» **DATASET EXCERPTS**:
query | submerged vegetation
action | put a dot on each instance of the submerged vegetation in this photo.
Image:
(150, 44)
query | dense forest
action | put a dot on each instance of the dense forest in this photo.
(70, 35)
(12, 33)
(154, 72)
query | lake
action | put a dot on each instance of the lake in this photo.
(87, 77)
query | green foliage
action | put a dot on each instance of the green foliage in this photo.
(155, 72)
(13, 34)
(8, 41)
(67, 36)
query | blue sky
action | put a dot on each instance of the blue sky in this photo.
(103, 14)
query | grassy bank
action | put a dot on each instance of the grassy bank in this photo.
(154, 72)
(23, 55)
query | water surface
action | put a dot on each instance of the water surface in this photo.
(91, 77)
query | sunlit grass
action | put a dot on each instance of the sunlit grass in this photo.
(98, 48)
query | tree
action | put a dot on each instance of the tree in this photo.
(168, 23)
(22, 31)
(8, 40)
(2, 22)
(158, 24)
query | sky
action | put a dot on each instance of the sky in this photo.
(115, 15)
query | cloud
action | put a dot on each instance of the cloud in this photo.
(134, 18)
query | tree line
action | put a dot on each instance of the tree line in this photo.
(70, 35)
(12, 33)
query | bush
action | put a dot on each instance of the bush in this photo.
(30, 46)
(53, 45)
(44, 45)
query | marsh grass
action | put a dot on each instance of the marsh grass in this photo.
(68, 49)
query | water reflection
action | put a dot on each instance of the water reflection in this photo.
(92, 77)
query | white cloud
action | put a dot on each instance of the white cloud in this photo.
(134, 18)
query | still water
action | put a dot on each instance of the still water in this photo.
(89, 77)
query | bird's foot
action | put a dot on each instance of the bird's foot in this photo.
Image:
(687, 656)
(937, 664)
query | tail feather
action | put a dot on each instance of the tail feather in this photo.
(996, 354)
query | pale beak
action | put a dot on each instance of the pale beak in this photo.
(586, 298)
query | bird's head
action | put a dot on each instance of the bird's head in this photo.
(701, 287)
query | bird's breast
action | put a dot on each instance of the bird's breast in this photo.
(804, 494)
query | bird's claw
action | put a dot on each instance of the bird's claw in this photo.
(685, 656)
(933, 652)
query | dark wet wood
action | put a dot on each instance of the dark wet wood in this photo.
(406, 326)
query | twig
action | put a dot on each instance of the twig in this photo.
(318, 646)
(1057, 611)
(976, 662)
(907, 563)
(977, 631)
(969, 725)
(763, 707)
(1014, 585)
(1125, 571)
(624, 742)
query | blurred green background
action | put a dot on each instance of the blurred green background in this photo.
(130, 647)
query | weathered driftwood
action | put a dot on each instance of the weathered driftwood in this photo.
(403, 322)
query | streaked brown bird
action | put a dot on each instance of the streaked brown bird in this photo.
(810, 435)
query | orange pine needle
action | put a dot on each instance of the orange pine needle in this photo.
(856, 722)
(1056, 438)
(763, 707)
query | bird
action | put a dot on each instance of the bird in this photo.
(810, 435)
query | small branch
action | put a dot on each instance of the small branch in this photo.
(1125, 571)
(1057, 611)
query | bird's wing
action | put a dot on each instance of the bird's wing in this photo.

» **YOUR TASK**: Reproduce all of the material above word for word, line by line.

» **COMPLETED EXERCISE**:
query | submerged vegetation
action | put a dot on each instance of the submerged vegetation in this photo.
Image:
(150, 44)
query | dense forest
action | put a dot on each instance of the dense forest in this photo.
(70, 35)
(12, 33)
(154, 72)
query | lake
action | put a dot on each instance of the lake in this photo.
(87, 77)
query | green foliage
action | put a dot on each instance of the green foliage in this photo.
(155, 72)
(13, 34)
(8, 41)
(67, 36)
query | blue sky
action | put a dot on each instance of the blue sky in this photo.
(103, 14)
query | grassy bank
action | put a dot on each instance of the grassy bank in this photo.
(154, 72)
(23, 55)
query | water surface
action | put a dot on each instance of the water surface in this photo.
(91, 77)
query | sunlit grass
action | put a dot on each instance of the sunlit grass in this photo.
(98, 48)
query | tree
action | put a dot on each instance of the tree in this photo.
(168, 23)
(22, 31)
(8, 40)
(2, 22)
(158, 24)
query | sky
action | put a dot on each instance of the sky in this photo.
(115, 15)
query | cloud
action | put a dot on each instance of the cloud in this photo.
(134, 18)
query | tree line
action | put a dot on each instance of the tree line in this photo.
(70, 35)
(12, 33)
query | bush
action | put a dot on each instance of the bush in this photo.
(30, 46)
(53, 45)
(44, 45)
query | marsh grass
action | put a dot on each instance of the marsh grass in this photo.
(68, 49)
query | water reflection
action | put a dot on each instance of the water reflection in this photo.
(92, 77)
query | white cloud
action | put a dot on each instance of the white cloud in this photo.
(134, 18)
query | still water
action | put a dot on each instance of the still water in this photo.
(89, 77)
query | bird's foot
action | put a dot on each instance of the bird's foot in this photo.
Image:
(687, 656)
(937, 664)
query | tail feather
action | put a dot on each instance of the tail feather in this photo.
(996, 354)
query | pale beak
action | put a dot on each instance of the pale beak in this photo.
(586, 298)
query | bird's head
action | put a dot on each instance of the bird's head in this photo.
(701, 287)
query | bird's breast
action | put a dot on each instance of the bird's breast in this photo.
(804, 494)
query | bird's claw
action | put a dot on each instance of the bird's claw in this photo.
(685, 656)
(933, 652)
query | dark wet wood
action | put a dot on each instance of the dark wet wood in this photo.
(406, 326)
query | twig
action | put a dot on each instance of the twig in this photo.
(318, 646)
(1057, 611)
(976, 662)
(907, 563)
(977, 631)
(969, 725)
(763, 707)
(1014, 585)
(1125, 571)
(624, 742)
query | blurred green background
action | put a dot on each instance of the blurred green background in this photo.
(130, 647)
query | weathered driftwood
action | put a dot on each instance of the weathered driftwood in this photo.
(403, 322)
query | streaked brown bird
action | put a dot on each instance of the streaked brown bird in this photo.
(810, 435)
query | orange pine needle
action | put a dot on each instance of the orange pine needle in this photo.
(856, 722)
(1056, 438)
(763, 707)
query | bird
action | put a dot on each instance of the bird in this photo.
(810, 435)
query | small branch
action | put a dot on each instance of the small branch in this photo.
(1125, 571)
(1057, 611)
query | bird's wing
action | put a dot on each instance of the bird's wing in this photo.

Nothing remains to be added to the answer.